■ **Passage shown**:
·····
April 25 - Álvaro Villegas (Penn State, Department of Italian, Spanish and Portuguese)
May 2 - María C. Martín (Penn State, Psychology) : Different mechanisms of inhibitory control in bilingual lexical production
Past research shows that lexical access is non-selective with respect to language, allowing cross-languages interactions to occur in both comprehension and production (Dijkstra, 2005; Guo, Liu, Misra, & Kroll, 2011). A key question in bilingual research has been to understand the control mechanisms that allow bilinguals to select the language they intend to use. Language comprehension and production potentially differ in the way in which bilinguals achieve control of their two languages, e.g., in the time course of inhibition.
In past research, we have shown that cross-language inhibition in comprehension seems to be relatively short-lived (Martín, Macizo, & Bajo, 2010). In contrast, studies of lexical production have shown that inhibition of the language not in use can be long lasting (e.g., Misra, Guo, Bobb, & Kroll, 2012), suggesting that there are multiple mechanisms of control.
·····
■ **Extracted information**:
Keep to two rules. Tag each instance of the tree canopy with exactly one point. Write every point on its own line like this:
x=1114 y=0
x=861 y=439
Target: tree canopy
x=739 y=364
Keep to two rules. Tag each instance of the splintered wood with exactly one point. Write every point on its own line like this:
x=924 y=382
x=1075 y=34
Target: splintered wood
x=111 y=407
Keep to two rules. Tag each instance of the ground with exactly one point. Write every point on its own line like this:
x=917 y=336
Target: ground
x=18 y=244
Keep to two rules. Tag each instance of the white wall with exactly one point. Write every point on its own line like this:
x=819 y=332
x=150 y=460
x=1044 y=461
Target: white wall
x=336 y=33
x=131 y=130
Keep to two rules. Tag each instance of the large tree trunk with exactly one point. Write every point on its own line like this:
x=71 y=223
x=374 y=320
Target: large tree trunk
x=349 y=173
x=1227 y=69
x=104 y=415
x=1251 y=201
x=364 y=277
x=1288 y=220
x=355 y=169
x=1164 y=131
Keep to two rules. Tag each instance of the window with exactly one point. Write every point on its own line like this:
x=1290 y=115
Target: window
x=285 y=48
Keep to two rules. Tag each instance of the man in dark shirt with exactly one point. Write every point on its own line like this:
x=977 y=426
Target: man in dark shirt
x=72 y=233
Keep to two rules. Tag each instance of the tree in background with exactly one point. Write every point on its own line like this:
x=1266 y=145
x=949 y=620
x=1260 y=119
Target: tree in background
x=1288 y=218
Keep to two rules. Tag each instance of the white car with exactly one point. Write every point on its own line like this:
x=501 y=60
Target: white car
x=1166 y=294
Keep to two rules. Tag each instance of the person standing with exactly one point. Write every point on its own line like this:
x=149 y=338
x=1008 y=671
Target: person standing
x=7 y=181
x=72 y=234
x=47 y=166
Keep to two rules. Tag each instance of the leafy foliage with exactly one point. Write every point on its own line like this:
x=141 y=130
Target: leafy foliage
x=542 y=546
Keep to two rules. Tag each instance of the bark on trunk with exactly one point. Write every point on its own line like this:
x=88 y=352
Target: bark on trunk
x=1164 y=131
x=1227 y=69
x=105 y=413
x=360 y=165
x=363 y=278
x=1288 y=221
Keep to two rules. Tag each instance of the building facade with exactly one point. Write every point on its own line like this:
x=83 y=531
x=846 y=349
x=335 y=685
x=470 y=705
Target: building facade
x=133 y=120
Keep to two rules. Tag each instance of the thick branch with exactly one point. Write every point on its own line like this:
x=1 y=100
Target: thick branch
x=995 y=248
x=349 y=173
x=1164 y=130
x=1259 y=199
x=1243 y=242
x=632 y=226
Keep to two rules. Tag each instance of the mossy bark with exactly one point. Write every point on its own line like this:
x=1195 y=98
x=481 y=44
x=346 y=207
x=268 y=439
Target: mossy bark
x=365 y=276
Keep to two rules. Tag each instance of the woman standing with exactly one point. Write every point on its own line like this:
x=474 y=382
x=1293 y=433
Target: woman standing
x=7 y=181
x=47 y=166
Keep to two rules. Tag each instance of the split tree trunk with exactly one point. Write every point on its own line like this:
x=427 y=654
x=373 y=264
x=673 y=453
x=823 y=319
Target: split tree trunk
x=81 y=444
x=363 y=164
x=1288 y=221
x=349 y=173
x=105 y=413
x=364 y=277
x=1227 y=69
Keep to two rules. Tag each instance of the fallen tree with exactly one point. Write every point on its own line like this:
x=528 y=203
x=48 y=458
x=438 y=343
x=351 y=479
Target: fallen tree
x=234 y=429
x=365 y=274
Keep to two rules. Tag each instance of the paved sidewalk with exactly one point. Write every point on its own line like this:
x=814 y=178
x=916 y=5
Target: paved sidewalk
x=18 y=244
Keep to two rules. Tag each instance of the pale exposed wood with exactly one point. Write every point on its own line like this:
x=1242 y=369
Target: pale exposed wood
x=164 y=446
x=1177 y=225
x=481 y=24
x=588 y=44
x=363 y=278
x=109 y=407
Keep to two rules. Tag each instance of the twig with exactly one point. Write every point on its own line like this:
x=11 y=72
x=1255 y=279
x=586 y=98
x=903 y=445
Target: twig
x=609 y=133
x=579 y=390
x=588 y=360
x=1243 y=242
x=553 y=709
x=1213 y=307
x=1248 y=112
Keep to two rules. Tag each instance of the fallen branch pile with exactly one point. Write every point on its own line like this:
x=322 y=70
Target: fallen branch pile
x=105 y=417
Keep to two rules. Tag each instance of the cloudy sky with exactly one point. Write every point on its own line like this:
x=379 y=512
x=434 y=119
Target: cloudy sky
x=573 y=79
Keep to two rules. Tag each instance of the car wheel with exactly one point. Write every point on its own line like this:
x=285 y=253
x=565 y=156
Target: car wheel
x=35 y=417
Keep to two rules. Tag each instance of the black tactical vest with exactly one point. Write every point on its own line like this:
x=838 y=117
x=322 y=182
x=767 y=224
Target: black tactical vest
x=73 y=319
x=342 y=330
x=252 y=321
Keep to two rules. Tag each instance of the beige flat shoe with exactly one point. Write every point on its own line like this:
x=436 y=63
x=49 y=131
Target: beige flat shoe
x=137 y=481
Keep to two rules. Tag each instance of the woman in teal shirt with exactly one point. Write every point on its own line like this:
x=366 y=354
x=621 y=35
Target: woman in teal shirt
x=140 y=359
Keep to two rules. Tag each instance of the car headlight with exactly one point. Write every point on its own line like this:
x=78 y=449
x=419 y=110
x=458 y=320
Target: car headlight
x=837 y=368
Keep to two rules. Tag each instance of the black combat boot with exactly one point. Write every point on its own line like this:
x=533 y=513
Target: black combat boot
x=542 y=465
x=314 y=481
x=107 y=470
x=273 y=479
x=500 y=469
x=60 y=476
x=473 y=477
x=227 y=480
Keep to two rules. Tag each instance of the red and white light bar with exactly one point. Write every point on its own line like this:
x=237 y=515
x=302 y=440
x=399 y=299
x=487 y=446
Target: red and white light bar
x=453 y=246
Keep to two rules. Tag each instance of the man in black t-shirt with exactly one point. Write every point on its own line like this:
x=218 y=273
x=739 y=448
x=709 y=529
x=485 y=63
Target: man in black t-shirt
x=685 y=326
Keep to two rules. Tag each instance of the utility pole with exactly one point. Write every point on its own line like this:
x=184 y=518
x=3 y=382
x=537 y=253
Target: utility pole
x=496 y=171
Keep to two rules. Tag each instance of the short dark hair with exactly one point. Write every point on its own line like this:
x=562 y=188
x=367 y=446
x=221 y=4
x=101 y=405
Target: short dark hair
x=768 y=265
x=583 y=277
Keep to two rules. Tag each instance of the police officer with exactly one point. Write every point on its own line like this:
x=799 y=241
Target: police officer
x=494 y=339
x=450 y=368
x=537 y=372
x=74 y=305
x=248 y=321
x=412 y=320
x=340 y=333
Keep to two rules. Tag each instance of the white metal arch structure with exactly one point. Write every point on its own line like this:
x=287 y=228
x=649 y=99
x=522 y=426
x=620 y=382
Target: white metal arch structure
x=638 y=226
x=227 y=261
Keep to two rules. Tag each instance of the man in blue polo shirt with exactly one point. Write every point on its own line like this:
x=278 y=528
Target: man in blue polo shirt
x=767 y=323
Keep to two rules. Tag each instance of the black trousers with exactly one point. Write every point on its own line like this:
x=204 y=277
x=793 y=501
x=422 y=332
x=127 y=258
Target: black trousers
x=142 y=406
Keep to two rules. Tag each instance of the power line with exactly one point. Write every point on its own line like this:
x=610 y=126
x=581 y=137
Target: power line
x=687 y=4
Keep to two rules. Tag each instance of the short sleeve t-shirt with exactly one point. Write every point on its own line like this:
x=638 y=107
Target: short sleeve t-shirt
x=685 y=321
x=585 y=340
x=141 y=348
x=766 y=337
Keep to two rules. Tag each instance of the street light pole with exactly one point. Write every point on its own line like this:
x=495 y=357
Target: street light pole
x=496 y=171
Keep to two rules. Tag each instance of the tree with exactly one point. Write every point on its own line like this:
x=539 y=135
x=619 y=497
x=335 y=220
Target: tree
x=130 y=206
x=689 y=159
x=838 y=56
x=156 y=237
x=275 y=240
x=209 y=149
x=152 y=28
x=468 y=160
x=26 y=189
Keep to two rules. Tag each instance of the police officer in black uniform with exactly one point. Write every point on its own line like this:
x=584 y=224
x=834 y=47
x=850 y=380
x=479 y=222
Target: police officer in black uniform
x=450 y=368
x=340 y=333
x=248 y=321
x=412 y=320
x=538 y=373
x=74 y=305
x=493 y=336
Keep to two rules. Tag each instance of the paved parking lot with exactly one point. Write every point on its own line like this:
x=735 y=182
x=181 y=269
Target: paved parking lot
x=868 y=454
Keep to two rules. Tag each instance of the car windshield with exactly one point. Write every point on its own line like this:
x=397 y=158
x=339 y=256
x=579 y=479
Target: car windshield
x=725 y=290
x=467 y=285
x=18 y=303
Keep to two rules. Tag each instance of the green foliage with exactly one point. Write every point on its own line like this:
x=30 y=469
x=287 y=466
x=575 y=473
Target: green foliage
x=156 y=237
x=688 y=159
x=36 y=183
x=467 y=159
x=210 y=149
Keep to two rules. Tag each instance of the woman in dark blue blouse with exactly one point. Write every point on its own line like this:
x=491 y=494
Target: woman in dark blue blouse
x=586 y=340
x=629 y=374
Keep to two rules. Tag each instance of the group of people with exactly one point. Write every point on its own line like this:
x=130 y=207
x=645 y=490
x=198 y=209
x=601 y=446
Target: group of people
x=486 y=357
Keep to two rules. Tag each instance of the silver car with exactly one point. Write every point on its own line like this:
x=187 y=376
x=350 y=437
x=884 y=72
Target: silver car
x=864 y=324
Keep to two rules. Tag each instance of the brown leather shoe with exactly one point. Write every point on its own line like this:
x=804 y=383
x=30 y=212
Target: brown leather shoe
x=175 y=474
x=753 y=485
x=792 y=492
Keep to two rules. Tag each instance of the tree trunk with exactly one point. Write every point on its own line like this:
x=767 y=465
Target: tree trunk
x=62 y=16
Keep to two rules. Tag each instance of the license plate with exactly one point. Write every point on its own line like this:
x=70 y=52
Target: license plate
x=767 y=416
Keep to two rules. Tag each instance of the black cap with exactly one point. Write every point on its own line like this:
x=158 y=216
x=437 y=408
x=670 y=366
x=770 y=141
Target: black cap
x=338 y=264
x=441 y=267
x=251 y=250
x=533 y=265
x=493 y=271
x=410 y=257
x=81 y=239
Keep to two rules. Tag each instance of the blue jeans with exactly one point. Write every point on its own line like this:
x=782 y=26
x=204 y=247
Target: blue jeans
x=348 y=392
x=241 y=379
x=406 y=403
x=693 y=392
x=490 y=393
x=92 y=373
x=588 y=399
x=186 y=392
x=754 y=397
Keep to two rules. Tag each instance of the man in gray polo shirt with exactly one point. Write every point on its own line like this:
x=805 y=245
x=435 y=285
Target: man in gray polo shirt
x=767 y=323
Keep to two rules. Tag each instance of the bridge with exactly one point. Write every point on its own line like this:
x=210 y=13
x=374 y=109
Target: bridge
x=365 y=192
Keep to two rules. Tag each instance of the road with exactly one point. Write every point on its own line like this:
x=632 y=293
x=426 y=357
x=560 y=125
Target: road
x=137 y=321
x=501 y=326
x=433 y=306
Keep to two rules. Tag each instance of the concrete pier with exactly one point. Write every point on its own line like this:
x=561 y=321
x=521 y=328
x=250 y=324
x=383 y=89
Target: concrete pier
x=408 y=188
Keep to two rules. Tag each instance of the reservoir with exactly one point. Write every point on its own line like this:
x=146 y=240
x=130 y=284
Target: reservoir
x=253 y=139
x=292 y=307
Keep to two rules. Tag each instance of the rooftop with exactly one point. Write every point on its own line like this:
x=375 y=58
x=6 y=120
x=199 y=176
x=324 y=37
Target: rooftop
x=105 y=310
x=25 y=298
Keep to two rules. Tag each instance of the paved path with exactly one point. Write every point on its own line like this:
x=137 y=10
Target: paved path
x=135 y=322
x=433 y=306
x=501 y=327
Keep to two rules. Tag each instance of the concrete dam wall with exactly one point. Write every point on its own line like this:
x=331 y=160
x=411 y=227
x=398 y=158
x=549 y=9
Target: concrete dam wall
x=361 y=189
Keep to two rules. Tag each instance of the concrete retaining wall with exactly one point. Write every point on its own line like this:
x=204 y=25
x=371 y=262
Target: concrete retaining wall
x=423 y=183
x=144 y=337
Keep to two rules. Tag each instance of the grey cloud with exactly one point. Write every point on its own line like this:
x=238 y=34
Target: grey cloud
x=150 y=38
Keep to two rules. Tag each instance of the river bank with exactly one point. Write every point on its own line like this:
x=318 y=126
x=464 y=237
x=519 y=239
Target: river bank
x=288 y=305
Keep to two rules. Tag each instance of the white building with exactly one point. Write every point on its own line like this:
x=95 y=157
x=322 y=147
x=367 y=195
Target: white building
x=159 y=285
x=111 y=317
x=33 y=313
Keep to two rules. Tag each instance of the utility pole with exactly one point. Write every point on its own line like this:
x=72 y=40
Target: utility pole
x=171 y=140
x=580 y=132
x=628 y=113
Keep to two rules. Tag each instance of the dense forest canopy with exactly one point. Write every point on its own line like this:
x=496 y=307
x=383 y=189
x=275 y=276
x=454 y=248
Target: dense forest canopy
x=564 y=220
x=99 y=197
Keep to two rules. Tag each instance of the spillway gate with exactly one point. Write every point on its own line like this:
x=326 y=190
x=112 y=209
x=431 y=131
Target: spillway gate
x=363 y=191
·····
■ **Task goal**: Write out the whole talk listing on bilingual inhibitory control word for word, from its first line to its last.

■ **Problem solution**:
April 25 - Álvaro Villegas (Penn State, Department of Italian, Spanish and Portuguese)
May 2 - María C. Martín (Penn State, Psychology) : Different mechanisms of inhibitory control in bilingual lexical production
Past research shows that lexical access is non-selective with respect to language, allowing cross-languages interactions to occur in both comprehension and production (Dijkstra, 2005; Guo, Liu, Misra, & Kroll, 2011). A key question in bilingual research has been to understand the control mechanisms that allow bilinguals to select the language they intend to use. Language comprehension and production potentially differ in the way in which bilinguals achieve control of their two languages, e.g., in the time course of inhibition.
In past research, we have shown that cross-language inhibition in comprehension seems to be relatively short-lived (Martín, Macizo, & Bajo, 2010). In contrast, studies of lexical production have shown that inhibition of the language not in use can be long lasting (e.g., Misra, Guo, Bobb, & Kroll, 2012), suggesting that there are multiple mechanisms of control.